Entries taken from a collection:

....

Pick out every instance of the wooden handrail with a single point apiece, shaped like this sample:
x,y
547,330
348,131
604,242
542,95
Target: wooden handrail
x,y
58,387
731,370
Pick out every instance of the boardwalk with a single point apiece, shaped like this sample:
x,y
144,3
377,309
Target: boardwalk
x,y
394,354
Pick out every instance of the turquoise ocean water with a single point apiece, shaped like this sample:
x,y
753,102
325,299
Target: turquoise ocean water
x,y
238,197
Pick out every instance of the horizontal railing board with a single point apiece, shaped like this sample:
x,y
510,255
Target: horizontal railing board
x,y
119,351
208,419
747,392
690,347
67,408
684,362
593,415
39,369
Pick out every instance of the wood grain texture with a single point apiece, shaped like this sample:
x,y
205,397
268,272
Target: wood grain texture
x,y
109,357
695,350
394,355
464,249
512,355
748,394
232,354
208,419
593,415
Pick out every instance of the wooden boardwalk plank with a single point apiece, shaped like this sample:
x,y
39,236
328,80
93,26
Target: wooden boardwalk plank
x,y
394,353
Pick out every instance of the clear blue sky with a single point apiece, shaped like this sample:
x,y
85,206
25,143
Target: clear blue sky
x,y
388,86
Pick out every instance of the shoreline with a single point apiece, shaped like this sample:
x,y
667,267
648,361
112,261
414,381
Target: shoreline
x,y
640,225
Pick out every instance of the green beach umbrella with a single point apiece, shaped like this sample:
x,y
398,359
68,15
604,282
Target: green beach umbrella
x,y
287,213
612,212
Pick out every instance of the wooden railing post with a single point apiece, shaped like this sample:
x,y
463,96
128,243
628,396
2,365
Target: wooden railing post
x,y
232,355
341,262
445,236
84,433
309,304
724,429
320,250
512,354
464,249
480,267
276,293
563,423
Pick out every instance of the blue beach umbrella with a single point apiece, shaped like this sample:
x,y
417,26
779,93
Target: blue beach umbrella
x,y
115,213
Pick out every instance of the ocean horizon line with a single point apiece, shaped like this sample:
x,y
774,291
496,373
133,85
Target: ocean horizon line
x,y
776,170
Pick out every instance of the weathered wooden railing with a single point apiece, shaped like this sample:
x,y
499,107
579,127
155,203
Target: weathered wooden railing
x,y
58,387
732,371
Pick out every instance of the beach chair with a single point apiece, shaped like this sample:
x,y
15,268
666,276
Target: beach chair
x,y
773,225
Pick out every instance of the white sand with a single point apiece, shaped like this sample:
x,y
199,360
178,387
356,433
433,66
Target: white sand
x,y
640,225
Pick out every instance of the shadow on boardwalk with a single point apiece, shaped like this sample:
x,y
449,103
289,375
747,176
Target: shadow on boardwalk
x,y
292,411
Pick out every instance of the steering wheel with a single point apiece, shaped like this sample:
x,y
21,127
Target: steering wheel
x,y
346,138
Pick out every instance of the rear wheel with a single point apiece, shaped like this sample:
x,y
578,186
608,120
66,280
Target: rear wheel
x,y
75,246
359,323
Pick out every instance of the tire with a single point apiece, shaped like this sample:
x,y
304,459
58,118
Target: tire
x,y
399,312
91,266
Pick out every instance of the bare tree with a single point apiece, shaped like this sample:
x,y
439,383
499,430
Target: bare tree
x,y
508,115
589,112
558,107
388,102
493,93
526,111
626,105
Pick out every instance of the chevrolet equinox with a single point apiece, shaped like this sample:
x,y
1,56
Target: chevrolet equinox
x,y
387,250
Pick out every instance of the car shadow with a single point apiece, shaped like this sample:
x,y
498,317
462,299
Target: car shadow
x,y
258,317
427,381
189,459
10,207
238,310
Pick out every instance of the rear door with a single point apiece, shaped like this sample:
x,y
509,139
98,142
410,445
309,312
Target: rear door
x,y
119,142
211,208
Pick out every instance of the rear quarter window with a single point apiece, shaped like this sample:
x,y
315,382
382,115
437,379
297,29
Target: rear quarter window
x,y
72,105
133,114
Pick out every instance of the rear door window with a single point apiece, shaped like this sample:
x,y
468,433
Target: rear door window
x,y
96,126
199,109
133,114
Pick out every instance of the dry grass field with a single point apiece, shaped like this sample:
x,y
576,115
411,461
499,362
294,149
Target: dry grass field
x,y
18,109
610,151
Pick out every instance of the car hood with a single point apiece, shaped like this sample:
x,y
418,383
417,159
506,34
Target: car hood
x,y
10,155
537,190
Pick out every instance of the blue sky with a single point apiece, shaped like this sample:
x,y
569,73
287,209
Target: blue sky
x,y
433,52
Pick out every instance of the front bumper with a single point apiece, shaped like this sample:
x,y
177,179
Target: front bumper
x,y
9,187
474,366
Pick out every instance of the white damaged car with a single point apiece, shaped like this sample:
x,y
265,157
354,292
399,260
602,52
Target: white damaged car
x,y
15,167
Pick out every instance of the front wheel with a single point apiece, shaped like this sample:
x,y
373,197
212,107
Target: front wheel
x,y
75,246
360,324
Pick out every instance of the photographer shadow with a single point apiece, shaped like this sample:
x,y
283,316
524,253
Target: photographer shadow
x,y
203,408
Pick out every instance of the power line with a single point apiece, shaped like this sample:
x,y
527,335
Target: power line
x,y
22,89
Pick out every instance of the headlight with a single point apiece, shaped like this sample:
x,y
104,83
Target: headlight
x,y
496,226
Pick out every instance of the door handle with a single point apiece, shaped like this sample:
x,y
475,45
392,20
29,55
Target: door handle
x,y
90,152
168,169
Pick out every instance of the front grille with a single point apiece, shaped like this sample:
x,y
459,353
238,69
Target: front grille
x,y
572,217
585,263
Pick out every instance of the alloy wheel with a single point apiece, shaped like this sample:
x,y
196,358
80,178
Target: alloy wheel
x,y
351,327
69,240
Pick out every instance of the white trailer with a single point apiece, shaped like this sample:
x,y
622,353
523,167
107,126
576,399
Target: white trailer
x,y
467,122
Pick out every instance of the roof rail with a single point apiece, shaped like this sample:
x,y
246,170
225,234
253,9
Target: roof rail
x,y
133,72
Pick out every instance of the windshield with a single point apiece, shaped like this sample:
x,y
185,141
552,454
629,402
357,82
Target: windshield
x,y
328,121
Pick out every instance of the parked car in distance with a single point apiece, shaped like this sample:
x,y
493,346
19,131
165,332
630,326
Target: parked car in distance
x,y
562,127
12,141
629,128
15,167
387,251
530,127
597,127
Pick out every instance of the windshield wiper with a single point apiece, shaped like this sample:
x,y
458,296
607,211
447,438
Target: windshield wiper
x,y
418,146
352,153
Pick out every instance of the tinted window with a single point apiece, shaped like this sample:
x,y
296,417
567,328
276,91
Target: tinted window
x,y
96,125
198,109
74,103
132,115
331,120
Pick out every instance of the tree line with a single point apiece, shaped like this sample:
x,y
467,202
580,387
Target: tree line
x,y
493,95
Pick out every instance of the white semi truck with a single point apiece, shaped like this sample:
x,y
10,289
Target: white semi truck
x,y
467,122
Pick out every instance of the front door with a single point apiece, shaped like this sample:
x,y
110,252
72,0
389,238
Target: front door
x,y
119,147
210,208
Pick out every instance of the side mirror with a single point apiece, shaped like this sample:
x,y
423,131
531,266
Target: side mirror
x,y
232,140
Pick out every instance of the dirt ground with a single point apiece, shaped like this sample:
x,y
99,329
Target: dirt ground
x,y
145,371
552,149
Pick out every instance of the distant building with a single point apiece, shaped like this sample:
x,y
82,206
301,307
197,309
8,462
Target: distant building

....

- **DIRECTIONS**
Each line above must be output exactly as it stands.

- **EXPECTED OUTPUT**
Pick out every instance of the wooden handrail with a single point apiece, shaped like this sample:
x,y
547,330
348,131
604,242
542,95
Target: wooden handrail
x,y
58,387
731,370
Pick out every instance of the boardwalk with a single point apiece, shaped like this sample:
x,y
144,3
377,309
Target: boardwalk
x,y
394,354
Pick out every instance of the turquoise ocean water with a single point apiece, shaped like this sample:
x,y
753,102
325,299
Target: turquoise ocean water
x,y
238,197
Pick out every instance of the horizontal railing board with a single point apiece, shaped like this sample:
x,y
510,255
Target: horizontal railing board
x,y
119,351
208,419
747,392
690,347
67,408
684,362
593,415
39,369
Pick out every instance of the wood grain texture with a single point apiece, shaped like this sample:
x,y
205,397
268,272
Target: wood grain texture
x,y
109,357
695,350
394,355
464,249
512,355
748,394
232,354
208,419
593,415
Pick out every instance of the wooden boardwalk plank with a single point apiece, shaped like this sample:
x,y
39,236
328,80
93,26
Target: wooden boardwalk plank
x,y
394,353
Pick out every instance of the clear blue sky with a single point apiece, shaped like this sample:
x,y
85,206
25,143
Target: clear blue sky
x,y
388,86
Pick out every instance of the shoreline with a single point apiece, shaped like this sample:
x,y
667,267
648,361
112,261
414,381
Target: shoreline
x,y
640,225
Pick out every instance of the green beach umbrella with a single point apiece, shaped like this sample:
x,y
398,359
68,15
604,282
Target: green beach umbrella
x,y
287,213
612,212
Pick out every instance of the wooden railing post with a single point apiece, shaped like this sample:
x,y
463,96
128,243
628,396
2,365
Target: wooden railing post
x,y
232,355
341,262
445,236
84,433
309,304
724,429
320,250
512,354
464,249
480,267
276,293
563,423
Pick out every instance of the blue beach umbrella with a single point apiece, shaped like this sample:
x,y
417,26
779,93
Target: blue beach umbrella
x,y
115,213
Pick out every instance of the ocean horizon line with a single point apiece, shaped like this sample:
x,y
774,291
496,373
133,85
Target: ocean horizon line
x,y
776,170
Pick out every instance of the weathered wooden railing with a single point apiece, shaped like this sample:
x,y
499,107
579,127
155,203
Target: weathered wooden railing
x,y
58,387
732,371
Pick out every instance of the beach chair with a single point apiece, shaped like this sample:
x,y
15,268
666,276
Target: beach chair
x,y
773,225
Pick out every instance of the white sand with a single point apiece, shaped like this sample:
x,y
199,360
178,387
356,433
433,66
Target: white sand
x,y
640,225
Pick out every instance of the shadow on boardwalk with a single point apiece, shaped like this sample:
x,y
449,103
289,375
747,176
Target: shadow on boardwalk
x,y
292,411
Pick out every instance of the steering wheel with a single point apiece, shaped like this sample:
x,y
21,127
Target: steering wheel
x,y
346,138
Pick out every instance of the rear wheel with a single point apiece, shaped like this sample:
x,y
578,186
608,120
66,280
Target: rear wheel
x,y
75,246
359,323
Pick out every instance of the tire with a single point apiece, shaped like this sample:
x,y
304,459
58,118
Target: tire
x,y
399,312
91,266
Pick out every instance of the bare tree with a single point apiece, shaped like this sample:
x,y
439,383
499,430
Target: bare tree
x,y
508,115
589,112
558,107
388,102
493,93
526,111
626,105
Pick out every instance of the chevrolet equinox with a single point apiece, shaped like this sample:
x,y
1,56
Target: chevrolet equinox
x,y
387,250
Pick out every instance of the car shadow with a single point apiece, shaped like this sample:
x,y
498,317
462,299
Target: car shadow
x,y
258,317
427,381
189,459
10,207
238,310
Pick out every instance of the rear door with a single point apiece, shaped like this sample:
x,y
509,139
98,142
410,445
309,312
Target: rear door
x,y
119,142
211,208
Pick out every instance of the rear quarter window with a single point apiece, shaped like this sample:
x,y
315,382
382,115
437,379
297,29
Target: rear quarter window
x,y
72,105
133,114
Pick out every instance of the rear door window with a single point apiece, shaped like this sample:
x,y
468,433
Target: rear door window
x,y
96,126
199,109
133,114
Pick out every instance of the dry grass field with a single point apiece, shaped like this sample:
x,y
576,115
411,461
499,362
294,149
Target: dry grass field
x,y
18,109
610,151
Pick out every instance of the car hood with a single point apiece, shaped like this sample:
x,y
418,383
417,159
506,34
Target: car hood
x,y
10,155
537,190
Pick out every instance of the blue sky with a single point apiece, shaped like this sample:
x,y
569,73
287,209
Target: blue sky
x,y
433,52
Pick out every instance of the front bumper with a single point apiece, shaped like this sample:
x,y
177,179
Target: front bumper
x,y
9,187
474,366
Pick out every instance of the white damaged car with a single point apiece, shaped like this sample:
x,y
265,157
354,292
399,260
602,52
Target: white damaged car
x,y
15,167
Pick out every instance of the front wheel with a single point apiece, shaped like this sample:
x,y
373,197
212,107
Target: front wheel
x,y
75,246
360,324
Pick out every instance of the photographer shadow with a single point apiece, shaped like this sample:
x,y
283,316
524,253
Target: photographer shadow
x,y
203,408
Pick out every instance of the power line with a single point apiece, shaped like this sample:
x,y
527,335
Target: power line
x,y
22,89
Pick out every instance of the headlight with a single point apiece, shaped like this sample:
x,y
104,83
Target: headlight
x,y
496,226
Pick out every instance of the door handle with a single point apiece, shaped like this sample:
x,y
475,45
392,20
29,55
Target: door handle
x,y
90,152
168,169
Pick out every instance of the front grille with a single point apiece, shaped like this sample:
x,y
459,353
238,69
Target: front grille
x,y
572,217
585,263
Pick out every instance of the alloy wheel with a single point apiece, shaped like this sample:
x,y
196,358
80,178
Target: alloy wheel
x,y
351,327
69,240
Pick out every instance of the white trailer with a single point apiece, shaped like this sample:
x,y
622,353
523,167
107,126
576,399
Target: white trailer
x,y
467,122
Pick out every instance of the roof rail with a single point apiece, shaped like this sample:
x,y
246,170
225,234
253,9
Target: roof rail
x,y
133,72
Pick out every instance of the windshield with a single point apiece, shaped like this sample:
x,y
185,141
552,454
629,402
357,82
Target: windshield
x,y
328,121
Pick out every instance of the parked car in distance with a single point apiece, shaped like this sample:
x,y
493,346
19,131
165,332
630,326
Target: parked car in distance
x,y
562,127
12,141
629,128
15,167
387,251
530,127
597,127
Pick out every instance of the windshield wiper with a single point apiece, shaped like this sample:
x,y
458,296
607,211
447,438
Target: windshield wiper
x,y
418,146
352,153
Pick out every instance of the tinted window with a single point apiece, shaped like this sample:
x,y
296,417
567,328
276,91
Target: tinted window
x,y
96,125
198,109
74,103
132,115
331,120
Pick out every instance of the tree line with a single point apiece, shaped like this sample:
x,y
467,202
580,387
Target: tree line
x,y
493,95
Pick out every instance of the white semi truck with a single point apiece, shaped like this sample:
x,y
10,289
Target: white semi truck
x,y
467,122
Pick out every instance of the front door with a single point apiece, shaped like this sample:
x,y
110,252
72,0
389,238
Target: front door
x,y
119,147
210,208
Pick out every instance of the side mirror with a single point apiece, shaped like this sample:
x,y
423,131
531,266
Target: side mirror
x,y
232,140
Pick out every instance of the dirt ground with a single point apiece, shaped like this sample:
x,y
99,329
Target: dirt ground
x,y
145,371
552,149
Pick out every instance of the distant building with a single point apiece, shaped like this sample:
x,y
82,206
301,307
197,309
8,462
Target: distant building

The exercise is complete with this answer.